Supplied information ->
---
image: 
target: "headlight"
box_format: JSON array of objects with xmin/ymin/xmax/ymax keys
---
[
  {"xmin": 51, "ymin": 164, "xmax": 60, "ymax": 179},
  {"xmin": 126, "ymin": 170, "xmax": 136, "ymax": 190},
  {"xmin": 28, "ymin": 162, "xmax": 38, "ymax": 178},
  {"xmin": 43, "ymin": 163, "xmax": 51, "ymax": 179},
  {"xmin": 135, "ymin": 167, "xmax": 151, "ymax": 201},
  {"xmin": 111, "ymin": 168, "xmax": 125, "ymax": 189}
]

---

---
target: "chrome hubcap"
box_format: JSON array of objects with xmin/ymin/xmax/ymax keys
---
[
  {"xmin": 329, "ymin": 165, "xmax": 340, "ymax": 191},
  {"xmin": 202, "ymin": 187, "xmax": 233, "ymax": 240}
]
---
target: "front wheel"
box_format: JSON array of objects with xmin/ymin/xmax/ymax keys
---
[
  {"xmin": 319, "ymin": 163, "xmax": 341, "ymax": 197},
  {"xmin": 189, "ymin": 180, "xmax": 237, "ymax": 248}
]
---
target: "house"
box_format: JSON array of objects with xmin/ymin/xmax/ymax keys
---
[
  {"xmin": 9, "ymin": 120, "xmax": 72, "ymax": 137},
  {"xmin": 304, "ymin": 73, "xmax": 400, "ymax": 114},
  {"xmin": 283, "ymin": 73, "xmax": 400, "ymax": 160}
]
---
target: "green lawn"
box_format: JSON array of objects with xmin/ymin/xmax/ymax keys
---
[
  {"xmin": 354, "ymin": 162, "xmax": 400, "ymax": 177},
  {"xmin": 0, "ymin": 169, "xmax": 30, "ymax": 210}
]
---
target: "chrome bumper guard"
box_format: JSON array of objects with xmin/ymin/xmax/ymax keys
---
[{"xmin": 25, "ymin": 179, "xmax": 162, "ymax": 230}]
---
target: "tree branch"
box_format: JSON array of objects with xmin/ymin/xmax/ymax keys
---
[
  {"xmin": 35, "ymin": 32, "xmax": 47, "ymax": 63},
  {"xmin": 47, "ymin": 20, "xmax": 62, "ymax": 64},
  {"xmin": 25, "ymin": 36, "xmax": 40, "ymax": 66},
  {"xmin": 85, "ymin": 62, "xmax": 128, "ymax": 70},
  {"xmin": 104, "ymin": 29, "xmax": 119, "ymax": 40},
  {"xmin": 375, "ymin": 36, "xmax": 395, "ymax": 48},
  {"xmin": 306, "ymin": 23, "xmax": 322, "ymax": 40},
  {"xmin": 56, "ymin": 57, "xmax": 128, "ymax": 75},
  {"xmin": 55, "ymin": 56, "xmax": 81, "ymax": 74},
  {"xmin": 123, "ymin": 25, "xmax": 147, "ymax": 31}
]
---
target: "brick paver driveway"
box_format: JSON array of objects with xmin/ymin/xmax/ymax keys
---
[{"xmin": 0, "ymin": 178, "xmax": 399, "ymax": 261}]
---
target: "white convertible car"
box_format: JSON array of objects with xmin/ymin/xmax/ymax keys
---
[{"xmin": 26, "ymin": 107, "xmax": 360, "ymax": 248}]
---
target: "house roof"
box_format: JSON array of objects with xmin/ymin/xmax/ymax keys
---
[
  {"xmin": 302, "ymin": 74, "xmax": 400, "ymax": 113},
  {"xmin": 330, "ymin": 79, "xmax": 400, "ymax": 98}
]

Directions for this task -> Filter the entries down to the lines that hold "target". Copy those lines.

Result below ->
target: "headlight"
target: "chrome hubcap"
target: "front wheel"
target: "house"
target: "green lawn"
target: "chrome bumper guard"
target: "tree branch"
target: "brick paver driveway"
target: "white convertible car"
target: "house roof"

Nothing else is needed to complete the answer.